▶ _Directive_: Output the stretch of the MD5 animation code below from "if (animInfo->curr_frame >" through "struct md5_joint_t *skeleton)" word for word.

▶ _Page text_:
•••••

Here are some snippets from the MD5 Fixed Pipeline Example i was talking about above:


void md5load::InterpolateSkeletons (const struct md5_joint_t *skelA, const struct md5_joint_t *skelB, int num_joints, float interp, struct md5_joint_t *out)
{
int i;

for (i = 0; i < num_joints; ++i)
{
/* Copy parent index */
out[i].parent = skelA[i].parent;

/* Linear interpolation for position */
out[i].pos[0] = skelA[i].pos[0] + interp * (skelB[i].pos[0] - skelA[i].pos[0]);
out[i].pos[1] = skelA[i].pos[1] + interp * (skelB[i].pos[1] - skelA[i].pos[1]);
out[i].pos[2] = skelA[i].pos[2] + interp * (skelB[i].pos[2] - skelA[i].pos[2]);

/* Spherical linear interpolation for orientation */
Quat_slerp (skelA[i].orient, skelB[i].orient, interp, out[i].orient);
}
}

void md5load::Animate (const struct md5_anim_t *anim, struct anim_info_t *animInfo, double dt)
{
int maxFrames = anim->num_frames - 1;

animInfo->last_time += dt;

/* move to next frame */
if (animInfo->last_time >= animInfo->max_time)
{
animInfo->curr_frame++;
animInfo->next_frame++;
animInfo->last_time = 0.0;

if (animInfo->curr_frame > maxFrames)
animInfo->curr_frame = 0;

if (animInfo->next_frame > maxFrames)
animInfo->next_frame = 0;
}
}

/**
* Prepare a mesh for drawing. Compute mesh's final vertex positions
* given a skeleton. Put the vertices in vertex arrays.
*/
void md5load::PrepareMesh (const struct md5_mesh_t *mesh, const struct md5_joint_t *skeleton)

{
int i, j, k;

/* Setup vertex indices */
for (k = 0, i = 0; i < mesh->num_tris; ++i)
{
for (j = 0; j < 3; ++j, ++k)
vertexIndices[k] = mesh->triangles[i].index[j];
}

/* Setup vertices */
for (i = 0; i < mesh->num_verts; ++i)
{
vec3_t finalVertex = { 0.0f, 0.0f, 0.0f };

/* Calculate final vertex to draw with weights */
for (j = 0; j < mesh->vertices[i].count; ++j)

•••••

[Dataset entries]

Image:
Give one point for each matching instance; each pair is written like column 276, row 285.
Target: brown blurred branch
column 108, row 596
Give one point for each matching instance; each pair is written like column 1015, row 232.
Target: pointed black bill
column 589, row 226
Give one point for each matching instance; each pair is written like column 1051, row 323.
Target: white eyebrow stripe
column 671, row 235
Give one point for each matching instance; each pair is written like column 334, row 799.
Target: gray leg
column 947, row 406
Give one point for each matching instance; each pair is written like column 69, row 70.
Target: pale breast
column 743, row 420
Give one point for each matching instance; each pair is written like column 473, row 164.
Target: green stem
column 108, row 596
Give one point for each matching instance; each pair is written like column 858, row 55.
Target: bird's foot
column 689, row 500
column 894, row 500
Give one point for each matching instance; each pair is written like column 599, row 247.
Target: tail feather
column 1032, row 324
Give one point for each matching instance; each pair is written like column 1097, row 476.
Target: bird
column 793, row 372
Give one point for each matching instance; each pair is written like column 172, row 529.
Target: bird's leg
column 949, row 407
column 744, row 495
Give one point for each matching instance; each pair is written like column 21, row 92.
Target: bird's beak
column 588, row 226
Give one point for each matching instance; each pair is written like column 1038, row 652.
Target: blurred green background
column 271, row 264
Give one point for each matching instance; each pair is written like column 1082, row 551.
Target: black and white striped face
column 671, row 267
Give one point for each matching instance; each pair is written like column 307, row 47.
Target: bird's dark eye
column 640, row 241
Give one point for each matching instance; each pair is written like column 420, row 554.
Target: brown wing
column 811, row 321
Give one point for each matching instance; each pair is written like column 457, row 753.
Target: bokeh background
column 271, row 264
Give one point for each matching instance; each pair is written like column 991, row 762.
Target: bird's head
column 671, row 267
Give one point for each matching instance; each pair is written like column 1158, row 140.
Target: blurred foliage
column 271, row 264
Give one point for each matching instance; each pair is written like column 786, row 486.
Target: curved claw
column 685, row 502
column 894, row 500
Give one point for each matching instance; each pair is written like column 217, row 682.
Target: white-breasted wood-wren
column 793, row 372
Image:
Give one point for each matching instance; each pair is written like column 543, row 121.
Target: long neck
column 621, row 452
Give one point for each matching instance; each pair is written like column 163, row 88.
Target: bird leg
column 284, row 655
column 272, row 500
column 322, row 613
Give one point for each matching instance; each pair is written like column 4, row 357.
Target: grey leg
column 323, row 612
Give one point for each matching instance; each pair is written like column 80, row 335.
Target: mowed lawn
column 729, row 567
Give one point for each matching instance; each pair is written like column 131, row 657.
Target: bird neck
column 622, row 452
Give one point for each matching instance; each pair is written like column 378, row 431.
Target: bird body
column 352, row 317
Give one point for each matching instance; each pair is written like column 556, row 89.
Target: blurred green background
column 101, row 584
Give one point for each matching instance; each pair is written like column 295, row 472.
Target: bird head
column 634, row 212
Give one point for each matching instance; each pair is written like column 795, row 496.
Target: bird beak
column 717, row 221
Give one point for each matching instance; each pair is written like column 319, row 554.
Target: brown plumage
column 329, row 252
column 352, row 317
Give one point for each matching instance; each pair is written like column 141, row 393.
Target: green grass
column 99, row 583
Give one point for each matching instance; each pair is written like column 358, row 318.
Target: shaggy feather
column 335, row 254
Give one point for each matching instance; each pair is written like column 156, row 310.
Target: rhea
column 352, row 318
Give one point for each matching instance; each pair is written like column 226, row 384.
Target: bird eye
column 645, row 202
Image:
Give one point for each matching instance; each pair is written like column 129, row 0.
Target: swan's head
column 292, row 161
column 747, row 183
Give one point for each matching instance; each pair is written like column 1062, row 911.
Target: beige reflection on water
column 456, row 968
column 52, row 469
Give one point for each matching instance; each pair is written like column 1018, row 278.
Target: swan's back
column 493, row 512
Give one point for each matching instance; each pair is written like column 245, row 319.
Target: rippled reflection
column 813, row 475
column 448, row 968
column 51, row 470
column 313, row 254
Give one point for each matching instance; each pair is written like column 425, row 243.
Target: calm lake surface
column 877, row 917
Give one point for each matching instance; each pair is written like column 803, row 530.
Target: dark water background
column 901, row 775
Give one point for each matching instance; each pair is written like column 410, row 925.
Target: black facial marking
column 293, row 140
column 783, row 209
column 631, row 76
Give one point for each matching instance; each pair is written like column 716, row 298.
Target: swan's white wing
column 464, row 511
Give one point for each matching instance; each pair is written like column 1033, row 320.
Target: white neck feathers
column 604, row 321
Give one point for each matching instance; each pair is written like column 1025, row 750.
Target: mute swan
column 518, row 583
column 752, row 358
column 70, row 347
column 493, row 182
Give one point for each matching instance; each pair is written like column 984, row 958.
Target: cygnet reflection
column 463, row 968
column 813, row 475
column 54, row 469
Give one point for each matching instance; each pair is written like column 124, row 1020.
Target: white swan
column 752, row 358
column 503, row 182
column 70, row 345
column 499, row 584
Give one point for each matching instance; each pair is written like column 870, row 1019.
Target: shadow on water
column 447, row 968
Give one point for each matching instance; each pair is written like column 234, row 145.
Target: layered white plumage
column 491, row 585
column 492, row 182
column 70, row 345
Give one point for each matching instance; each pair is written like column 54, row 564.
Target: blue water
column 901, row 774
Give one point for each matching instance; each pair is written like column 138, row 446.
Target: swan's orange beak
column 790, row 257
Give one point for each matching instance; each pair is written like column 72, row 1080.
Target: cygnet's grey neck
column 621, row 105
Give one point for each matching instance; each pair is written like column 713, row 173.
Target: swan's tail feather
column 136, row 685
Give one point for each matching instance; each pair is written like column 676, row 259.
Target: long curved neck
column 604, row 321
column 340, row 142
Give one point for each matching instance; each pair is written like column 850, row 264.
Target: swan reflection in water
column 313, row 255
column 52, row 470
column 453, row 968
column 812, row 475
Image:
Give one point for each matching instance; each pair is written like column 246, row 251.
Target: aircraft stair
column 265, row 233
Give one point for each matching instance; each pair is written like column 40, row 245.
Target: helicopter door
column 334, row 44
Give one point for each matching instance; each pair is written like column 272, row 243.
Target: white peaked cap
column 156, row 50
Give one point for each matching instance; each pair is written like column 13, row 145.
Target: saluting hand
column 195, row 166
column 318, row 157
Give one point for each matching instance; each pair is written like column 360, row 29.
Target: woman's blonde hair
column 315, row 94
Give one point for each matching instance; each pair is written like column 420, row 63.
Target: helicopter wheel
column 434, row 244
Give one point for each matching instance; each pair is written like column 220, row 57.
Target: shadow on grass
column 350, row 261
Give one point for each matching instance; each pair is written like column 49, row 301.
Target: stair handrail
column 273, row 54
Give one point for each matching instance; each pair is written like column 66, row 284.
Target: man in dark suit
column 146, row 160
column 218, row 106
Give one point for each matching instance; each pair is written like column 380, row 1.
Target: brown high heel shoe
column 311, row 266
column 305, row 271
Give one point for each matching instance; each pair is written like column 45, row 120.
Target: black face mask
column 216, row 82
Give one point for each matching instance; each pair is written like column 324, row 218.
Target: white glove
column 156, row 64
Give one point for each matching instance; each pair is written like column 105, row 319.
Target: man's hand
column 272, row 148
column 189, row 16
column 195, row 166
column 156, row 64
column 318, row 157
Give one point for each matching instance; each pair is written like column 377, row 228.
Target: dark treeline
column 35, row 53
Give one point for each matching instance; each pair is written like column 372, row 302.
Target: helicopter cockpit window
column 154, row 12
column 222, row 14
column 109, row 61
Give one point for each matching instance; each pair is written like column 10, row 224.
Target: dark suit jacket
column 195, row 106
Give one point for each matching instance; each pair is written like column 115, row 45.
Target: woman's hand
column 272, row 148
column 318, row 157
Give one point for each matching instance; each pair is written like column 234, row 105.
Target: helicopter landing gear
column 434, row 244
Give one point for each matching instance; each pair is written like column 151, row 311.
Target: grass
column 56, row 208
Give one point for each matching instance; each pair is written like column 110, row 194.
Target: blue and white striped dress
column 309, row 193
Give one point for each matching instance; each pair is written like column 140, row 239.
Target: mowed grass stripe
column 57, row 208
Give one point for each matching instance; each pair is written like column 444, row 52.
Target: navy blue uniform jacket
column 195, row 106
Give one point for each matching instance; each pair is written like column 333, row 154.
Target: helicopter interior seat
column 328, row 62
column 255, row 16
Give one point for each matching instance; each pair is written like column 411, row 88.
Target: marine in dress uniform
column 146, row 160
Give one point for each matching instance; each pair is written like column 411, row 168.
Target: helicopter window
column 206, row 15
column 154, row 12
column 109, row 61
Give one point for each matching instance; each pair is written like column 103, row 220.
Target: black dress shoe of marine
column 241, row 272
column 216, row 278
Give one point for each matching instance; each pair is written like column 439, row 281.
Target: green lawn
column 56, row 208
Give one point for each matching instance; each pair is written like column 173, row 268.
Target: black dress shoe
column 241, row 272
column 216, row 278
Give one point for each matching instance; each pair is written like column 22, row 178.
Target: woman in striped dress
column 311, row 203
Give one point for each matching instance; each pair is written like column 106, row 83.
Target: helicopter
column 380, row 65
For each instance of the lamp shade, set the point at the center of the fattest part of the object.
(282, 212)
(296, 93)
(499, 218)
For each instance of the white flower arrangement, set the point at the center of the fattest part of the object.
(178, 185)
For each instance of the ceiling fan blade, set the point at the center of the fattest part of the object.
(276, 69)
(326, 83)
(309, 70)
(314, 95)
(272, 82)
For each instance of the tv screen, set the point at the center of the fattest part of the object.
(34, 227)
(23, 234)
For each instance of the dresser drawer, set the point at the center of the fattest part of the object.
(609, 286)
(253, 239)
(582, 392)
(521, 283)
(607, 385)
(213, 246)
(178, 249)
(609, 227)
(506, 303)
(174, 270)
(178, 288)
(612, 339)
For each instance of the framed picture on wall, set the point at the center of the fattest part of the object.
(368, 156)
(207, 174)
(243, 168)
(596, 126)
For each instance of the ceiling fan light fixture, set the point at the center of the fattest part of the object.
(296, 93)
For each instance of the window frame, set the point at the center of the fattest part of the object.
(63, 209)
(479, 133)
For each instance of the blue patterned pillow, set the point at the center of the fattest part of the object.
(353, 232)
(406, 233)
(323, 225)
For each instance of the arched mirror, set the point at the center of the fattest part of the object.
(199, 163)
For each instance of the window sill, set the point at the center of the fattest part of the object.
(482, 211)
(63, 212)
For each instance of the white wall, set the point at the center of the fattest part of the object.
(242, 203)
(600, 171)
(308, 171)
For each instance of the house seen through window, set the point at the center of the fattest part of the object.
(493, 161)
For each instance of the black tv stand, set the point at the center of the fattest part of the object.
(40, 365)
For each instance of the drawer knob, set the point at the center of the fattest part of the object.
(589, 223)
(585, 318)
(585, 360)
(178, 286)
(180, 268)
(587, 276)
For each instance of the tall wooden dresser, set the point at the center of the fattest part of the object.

•••••

▶ _Output of the task_:
if (animInfo->curr_frame > maxFrames)
animInfo->curr_frame = 0;

if (animInfo->next_frame > maxFrames)
animInfo->next_frame = 0;
}
}

/**
* Prepare a mesh for drawing. Compute mesh's final vertex positions
* given a skeleton. Put the vertices in vertex arrays.
*/
void md5load::PrepareMesh (const struct md5_mesh_t *mesh, const struct md5_joint_t *skeleton)